*AIM OF THE EXERCISE*
Among the lines of the records below, copy those that hold the word "basket".

*SOURCE MATERIAL*
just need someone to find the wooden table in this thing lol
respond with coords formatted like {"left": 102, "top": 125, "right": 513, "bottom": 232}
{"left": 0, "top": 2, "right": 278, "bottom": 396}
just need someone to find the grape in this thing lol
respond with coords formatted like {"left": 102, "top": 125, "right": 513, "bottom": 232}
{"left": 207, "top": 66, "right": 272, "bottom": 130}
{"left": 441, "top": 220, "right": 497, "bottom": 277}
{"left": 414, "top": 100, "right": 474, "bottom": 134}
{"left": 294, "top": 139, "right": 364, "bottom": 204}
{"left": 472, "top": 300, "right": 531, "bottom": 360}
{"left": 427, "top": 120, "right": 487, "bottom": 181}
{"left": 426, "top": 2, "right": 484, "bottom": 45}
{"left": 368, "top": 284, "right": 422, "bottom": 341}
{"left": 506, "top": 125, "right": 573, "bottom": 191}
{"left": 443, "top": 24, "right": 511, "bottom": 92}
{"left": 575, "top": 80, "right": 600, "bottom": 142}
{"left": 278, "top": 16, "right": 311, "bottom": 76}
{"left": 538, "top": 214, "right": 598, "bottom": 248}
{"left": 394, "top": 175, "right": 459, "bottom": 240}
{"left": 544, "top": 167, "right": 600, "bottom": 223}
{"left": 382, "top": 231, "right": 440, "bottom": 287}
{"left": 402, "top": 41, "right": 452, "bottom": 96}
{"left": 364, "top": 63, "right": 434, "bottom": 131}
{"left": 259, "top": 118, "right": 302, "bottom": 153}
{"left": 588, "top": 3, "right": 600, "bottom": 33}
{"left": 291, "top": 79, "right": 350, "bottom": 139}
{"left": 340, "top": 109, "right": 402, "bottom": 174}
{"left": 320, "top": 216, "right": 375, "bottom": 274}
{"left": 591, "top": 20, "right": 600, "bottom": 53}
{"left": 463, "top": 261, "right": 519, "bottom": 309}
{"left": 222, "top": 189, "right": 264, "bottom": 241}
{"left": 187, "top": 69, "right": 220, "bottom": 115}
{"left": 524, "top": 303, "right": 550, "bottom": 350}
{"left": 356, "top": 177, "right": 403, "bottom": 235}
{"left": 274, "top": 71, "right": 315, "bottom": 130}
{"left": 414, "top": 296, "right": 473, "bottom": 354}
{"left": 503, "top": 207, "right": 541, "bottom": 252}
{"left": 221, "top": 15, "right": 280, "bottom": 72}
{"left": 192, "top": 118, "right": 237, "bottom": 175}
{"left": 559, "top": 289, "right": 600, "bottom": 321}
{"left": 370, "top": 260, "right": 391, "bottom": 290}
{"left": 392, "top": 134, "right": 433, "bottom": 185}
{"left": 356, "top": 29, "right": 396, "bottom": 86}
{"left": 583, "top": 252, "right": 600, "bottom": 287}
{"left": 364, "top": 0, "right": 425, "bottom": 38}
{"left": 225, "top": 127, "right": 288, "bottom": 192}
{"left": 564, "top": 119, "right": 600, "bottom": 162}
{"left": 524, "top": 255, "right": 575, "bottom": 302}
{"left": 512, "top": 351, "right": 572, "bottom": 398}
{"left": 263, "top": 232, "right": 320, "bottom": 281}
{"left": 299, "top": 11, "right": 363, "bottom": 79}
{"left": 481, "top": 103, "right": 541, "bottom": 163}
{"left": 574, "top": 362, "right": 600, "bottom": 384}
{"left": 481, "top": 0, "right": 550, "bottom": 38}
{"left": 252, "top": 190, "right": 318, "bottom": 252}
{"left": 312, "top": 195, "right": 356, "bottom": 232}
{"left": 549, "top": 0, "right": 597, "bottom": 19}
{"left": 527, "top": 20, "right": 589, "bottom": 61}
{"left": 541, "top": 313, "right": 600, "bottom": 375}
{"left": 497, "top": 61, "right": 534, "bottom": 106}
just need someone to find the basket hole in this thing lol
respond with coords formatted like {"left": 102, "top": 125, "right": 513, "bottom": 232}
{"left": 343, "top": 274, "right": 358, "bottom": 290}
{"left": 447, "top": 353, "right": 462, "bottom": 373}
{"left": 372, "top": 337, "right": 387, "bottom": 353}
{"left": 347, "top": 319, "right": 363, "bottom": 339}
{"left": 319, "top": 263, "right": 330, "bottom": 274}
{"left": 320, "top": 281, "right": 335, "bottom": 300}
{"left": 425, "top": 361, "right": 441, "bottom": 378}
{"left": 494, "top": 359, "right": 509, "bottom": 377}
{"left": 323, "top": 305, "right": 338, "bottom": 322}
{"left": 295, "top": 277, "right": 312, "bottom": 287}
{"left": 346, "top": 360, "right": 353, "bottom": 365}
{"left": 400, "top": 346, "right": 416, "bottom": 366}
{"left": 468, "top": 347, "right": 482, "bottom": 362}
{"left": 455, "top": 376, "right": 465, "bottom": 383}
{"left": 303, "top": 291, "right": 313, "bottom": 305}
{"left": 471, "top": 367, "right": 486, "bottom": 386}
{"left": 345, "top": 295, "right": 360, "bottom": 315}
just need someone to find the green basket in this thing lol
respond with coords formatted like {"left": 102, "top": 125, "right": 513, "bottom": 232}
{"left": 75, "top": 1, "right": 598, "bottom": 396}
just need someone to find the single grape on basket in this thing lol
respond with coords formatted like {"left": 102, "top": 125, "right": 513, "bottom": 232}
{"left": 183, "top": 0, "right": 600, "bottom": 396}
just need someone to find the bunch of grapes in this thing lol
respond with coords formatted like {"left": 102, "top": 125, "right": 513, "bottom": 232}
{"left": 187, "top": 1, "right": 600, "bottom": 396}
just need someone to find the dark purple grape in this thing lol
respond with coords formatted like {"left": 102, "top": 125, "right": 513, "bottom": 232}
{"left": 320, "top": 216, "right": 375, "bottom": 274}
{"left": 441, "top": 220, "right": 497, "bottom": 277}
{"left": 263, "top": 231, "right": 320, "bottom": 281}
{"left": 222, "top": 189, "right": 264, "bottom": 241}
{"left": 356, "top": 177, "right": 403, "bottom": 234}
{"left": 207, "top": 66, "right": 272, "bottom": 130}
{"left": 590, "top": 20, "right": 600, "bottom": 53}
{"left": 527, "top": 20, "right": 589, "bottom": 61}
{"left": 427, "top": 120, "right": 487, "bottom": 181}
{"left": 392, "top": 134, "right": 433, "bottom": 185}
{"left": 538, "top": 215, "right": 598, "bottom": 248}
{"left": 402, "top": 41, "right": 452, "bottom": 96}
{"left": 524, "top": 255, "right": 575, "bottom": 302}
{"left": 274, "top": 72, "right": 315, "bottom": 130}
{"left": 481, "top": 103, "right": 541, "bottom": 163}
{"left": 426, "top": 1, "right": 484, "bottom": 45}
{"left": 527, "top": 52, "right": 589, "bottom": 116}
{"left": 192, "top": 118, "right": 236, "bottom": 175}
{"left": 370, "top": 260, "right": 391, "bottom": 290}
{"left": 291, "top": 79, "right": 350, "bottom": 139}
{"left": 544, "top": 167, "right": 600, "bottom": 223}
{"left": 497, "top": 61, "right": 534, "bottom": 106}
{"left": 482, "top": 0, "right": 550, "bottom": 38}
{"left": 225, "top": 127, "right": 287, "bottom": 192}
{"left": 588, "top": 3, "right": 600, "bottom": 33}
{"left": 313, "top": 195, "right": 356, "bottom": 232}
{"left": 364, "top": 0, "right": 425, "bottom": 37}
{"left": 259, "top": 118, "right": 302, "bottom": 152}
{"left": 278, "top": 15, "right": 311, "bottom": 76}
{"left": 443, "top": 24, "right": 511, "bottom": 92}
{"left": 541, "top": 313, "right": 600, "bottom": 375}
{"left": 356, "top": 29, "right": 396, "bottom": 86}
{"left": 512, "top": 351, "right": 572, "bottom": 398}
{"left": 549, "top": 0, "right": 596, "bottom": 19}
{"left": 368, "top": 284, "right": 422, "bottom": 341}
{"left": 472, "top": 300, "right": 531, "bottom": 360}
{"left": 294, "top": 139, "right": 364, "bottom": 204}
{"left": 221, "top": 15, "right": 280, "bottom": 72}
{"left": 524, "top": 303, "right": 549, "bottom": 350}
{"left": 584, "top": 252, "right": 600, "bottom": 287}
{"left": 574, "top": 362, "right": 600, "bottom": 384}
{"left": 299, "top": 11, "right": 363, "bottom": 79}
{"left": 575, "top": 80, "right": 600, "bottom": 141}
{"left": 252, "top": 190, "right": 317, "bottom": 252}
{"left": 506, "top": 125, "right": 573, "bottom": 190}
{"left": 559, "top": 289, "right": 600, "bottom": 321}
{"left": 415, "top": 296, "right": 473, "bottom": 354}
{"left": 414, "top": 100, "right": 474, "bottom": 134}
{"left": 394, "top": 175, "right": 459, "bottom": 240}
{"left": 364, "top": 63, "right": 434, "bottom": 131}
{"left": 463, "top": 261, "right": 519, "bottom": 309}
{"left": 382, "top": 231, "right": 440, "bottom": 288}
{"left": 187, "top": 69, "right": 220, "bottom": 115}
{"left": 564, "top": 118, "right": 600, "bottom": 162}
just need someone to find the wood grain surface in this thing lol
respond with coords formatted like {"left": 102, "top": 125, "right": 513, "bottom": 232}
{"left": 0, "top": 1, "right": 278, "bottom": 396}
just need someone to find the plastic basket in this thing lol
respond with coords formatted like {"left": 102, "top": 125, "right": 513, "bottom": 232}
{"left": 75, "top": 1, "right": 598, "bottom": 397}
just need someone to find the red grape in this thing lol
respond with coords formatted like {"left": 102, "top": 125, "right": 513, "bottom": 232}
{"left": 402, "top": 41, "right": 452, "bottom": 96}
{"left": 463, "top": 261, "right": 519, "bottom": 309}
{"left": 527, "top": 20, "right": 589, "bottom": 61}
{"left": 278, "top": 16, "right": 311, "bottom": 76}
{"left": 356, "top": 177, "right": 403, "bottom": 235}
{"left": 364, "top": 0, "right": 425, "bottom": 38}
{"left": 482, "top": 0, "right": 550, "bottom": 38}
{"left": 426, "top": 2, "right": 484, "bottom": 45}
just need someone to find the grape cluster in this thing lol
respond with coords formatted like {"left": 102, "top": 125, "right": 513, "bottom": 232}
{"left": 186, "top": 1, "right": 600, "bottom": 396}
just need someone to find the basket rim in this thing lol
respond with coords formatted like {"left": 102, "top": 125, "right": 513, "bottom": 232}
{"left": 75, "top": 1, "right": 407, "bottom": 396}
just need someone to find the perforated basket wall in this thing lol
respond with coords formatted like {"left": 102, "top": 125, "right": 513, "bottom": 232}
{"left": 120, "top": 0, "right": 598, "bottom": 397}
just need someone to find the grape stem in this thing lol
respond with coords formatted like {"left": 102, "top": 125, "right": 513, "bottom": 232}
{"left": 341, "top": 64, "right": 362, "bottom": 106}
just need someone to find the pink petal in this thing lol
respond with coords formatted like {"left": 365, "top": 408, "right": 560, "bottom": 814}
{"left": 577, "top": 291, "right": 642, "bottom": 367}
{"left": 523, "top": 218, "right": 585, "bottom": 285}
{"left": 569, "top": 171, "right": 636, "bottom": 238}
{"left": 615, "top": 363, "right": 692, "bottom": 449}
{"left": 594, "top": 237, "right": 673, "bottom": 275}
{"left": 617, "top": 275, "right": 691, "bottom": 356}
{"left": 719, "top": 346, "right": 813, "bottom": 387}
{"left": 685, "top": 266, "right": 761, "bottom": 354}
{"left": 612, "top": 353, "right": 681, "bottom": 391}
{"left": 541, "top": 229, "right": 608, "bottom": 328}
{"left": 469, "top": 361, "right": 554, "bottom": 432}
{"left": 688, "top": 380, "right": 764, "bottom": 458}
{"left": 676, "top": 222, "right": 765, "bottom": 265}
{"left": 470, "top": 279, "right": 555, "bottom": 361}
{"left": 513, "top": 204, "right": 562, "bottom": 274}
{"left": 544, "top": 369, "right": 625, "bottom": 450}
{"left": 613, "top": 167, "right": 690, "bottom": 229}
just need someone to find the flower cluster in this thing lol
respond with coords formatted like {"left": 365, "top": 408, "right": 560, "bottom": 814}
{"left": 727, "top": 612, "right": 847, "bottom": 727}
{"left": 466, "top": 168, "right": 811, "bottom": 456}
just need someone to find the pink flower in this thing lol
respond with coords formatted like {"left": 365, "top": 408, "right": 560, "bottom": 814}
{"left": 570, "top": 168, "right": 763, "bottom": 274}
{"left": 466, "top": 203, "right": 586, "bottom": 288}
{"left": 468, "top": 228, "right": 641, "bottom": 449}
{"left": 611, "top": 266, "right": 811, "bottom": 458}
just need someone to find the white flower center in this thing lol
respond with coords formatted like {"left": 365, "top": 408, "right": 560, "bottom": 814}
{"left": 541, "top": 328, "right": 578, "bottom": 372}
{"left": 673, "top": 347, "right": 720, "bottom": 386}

*SOLUTION TO THE EXERCISE*
just need someone to find the basket hole in this thing lol
just need someone to find the green basket in this thing lol
just need someone to find the single grape on basket in this thing lol
just need someone to find the plastic basket in this thing lol
just need someone to find the basket rim in this thing lol
just need someone to find the perforated basket wall in this thing lol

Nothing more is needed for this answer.